Data rows start

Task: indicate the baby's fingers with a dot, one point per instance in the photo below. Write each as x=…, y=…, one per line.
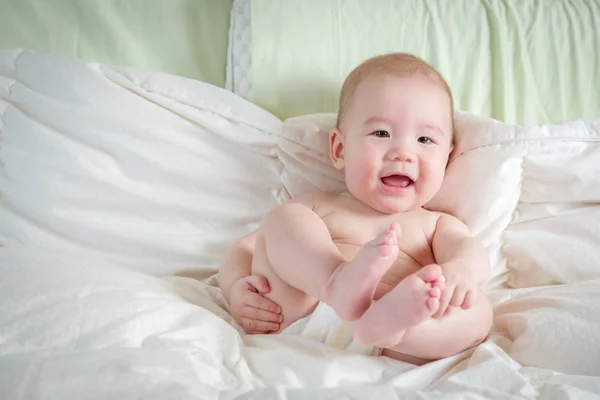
x=254, y=326
x=470, y=299
x=261, y=315
x=444, y=301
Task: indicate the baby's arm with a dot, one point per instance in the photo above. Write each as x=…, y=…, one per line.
x=464, y=261
x=244, y=292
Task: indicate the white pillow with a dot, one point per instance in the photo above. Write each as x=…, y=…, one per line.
x=155, y=171
x=526, y=193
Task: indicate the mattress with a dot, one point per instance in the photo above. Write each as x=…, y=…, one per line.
x=518, y=62
x=183, y=37
x=122, y=188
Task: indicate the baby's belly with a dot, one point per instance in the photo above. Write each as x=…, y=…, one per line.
x=404, y=266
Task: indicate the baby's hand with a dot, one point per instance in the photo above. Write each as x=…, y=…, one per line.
x=254, y=312
x=460, y=289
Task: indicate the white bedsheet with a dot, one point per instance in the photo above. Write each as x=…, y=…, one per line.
x=102, y=331
x=114, y=180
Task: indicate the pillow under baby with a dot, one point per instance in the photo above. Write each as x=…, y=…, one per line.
x=532, y=195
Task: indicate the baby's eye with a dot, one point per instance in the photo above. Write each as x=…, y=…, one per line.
x=383, y=134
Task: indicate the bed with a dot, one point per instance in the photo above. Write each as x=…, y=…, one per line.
x=123, y=184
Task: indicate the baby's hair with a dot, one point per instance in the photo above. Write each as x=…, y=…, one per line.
x=394, y=64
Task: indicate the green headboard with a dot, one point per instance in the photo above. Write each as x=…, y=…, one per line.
x=182, y=37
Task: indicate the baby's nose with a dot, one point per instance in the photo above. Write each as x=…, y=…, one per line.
x=402, y=153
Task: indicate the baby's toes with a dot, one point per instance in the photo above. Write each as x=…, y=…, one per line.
x=433, y=303
x=435, y=292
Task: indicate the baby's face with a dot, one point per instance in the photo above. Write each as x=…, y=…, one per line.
x=397, y=137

Data rows end

**What is needed**
Write out the lines above word for word, from the start of the records through the line holding "x=244, y=292", inclusive. Leave the pictures out of your answer.

**Answer for the task**
Task: indicate the baby's fingers with a dot, one point per instance in the photo below. Write each as x=…, y=…, one per line.
x=254, y=326
x=470, y=299
x=261, y=315
x=444, y=301
Task: indicate the baby's arm with a dot, one point per instance in the photo above. Write each as x=…, y=…, one per line.
x=464, y=261
x=244, y=292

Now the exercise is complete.